● **DESCRIPTION OF THE TASK**:
Look below for the line holding "Target: beach" and the line holding "[ ] identify the cloud". Transcribe exactly those lines and all lines between them, nothing more.

● **MATERIAL SUPPLIED**:
Content starts

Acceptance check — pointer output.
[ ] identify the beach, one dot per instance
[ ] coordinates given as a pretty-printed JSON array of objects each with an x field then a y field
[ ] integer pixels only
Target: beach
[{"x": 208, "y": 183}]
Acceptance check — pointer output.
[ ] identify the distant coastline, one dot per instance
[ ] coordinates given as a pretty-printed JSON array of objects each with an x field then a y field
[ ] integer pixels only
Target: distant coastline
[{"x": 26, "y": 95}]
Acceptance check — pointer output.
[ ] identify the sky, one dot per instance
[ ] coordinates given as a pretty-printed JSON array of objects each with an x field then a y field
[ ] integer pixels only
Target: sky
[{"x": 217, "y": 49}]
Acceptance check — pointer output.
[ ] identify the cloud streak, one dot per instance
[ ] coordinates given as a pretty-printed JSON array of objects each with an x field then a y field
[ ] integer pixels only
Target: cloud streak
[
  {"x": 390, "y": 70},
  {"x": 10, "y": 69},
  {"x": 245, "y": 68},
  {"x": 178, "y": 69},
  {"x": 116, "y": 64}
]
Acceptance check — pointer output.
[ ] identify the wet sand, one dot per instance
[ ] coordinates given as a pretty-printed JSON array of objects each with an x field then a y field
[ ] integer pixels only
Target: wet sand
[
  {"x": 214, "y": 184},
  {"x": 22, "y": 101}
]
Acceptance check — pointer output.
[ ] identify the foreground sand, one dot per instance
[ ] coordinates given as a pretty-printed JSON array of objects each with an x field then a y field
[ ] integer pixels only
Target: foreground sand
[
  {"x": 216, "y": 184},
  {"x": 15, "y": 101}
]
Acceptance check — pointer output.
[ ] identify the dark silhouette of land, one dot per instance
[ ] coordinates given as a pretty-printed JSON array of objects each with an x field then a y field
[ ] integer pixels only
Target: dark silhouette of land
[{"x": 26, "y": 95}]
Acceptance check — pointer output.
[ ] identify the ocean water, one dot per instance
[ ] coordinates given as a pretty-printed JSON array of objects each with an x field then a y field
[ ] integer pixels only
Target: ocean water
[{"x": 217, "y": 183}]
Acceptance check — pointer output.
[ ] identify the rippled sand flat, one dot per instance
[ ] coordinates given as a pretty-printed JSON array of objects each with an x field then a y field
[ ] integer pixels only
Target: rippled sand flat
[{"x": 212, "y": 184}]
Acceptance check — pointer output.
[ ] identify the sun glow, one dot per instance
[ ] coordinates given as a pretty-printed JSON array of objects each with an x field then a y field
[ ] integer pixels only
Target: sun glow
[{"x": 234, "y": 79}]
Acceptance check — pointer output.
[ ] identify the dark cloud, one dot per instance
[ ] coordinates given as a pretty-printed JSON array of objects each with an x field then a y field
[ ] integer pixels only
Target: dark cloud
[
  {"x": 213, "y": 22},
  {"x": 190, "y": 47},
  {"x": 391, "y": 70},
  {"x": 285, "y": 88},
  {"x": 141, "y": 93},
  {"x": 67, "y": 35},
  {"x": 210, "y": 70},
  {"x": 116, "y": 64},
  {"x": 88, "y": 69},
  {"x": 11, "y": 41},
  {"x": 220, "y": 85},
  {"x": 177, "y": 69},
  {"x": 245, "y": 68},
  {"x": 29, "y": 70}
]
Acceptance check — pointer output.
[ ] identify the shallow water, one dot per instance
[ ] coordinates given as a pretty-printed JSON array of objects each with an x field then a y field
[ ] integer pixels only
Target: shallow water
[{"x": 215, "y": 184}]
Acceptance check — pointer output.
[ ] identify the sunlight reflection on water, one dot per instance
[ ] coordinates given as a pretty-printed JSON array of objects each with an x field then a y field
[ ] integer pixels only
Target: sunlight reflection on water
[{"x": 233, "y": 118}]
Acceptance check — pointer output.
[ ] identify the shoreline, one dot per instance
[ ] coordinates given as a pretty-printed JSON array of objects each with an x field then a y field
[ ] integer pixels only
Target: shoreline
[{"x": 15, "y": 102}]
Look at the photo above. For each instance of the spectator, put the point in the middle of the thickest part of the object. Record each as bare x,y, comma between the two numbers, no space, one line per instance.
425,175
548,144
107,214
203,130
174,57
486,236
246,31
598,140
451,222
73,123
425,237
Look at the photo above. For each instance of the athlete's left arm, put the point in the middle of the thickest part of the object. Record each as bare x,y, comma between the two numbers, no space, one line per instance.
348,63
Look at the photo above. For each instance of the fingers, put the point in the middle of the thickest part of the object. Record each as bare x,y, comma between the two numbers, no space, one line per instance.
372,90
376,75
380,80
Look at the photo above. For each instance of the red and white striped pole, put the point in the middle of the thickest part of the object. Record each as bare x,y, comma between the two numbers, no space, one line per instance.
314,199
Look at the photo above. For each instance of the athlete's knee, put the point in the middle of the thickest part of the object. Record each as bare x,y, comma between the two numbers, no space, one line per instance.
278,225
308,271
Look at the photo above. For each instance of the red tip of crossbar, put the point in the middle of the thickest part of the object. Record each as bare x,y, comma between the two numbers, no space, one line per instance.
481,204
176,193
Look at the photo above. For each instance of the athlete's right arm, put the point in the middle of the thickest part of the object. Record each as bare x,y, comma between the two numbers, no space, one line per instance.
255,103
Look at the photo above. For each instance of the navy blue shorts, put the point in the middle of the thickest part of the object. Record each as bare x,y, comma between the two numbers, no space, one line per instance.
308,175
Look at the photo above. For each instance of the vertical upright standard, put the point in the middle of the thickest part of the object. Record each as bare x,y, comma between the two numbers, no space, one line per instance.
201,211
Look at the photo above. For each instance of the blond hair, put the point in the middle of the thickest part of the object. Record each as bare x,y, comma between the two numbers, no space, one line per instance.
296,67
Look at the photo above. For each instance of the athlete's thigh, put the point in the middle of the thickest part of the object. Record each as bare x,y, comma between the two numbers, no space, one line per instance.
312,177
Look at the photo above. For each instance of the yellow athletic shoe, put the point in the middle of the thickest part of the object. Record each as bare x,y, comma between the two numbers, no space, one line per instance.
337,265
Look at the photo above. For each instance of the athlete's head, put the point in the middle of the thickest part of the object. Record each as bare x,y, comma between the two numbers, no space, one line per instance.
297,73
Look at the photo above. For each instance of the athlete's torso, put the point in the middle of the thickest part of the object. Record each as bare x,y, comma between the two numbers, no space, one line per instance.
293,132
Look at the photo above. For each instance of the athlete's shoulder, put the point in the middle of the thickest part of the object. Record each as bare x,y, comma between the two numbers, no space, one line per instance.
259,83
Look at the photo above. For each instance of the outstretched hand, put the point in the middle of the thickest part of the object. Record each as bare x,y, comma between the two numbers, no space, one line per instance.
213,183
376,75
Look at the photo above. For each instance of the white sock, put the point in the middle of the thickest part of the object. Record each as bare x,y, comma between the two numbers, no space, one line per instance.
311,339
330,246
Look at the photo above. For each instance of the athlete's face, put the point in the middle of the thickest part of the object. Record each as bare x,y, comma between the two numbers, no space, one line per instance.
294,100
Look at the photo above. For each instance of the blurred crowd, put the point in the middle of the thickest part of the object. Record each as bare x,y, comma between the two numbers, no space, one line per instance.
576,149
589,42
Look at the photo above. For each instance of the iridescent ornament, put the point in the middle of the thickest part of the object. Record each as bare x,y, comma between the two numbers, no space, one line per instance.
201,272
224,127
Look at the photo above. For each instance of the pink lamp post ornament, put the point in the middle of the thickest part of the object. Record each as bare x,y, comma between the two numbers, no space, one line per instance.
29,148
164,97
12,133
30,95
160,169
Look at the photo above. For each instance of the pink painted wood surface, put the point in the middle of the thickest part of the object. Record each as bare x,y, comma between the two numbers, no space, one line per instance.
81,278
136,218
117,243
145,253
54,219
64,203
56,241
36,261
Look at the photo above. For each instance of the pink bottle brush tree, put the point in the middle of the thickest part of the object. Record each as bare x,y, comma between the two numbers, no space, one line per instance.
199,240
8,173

Content ends

● **ANSWER AREA**:
Target: beach
[{"x": 208, "y": 183}]
Acceptance check — pointer output.
[ ] identify the distant coastline, one dot per instance
[ ] coordinates given as a pretty-printed JSON array of objects each with an x field then a y field
[ ] integer pixels only
Target: distant coastline
[{"x": 26, "y": 95}]
Acceptance check — pointer output.
[ ] identify the sky, one dot per instance
[ ] coordinates given as a pretty-printed JSON array of objects each with an x field then a y field
[ ] integer pixels only
Target: sky
[{"x": 217, "y": 49}]
Acceptance check — pointer output.
[ ] identify the cloud streak, one dot per instance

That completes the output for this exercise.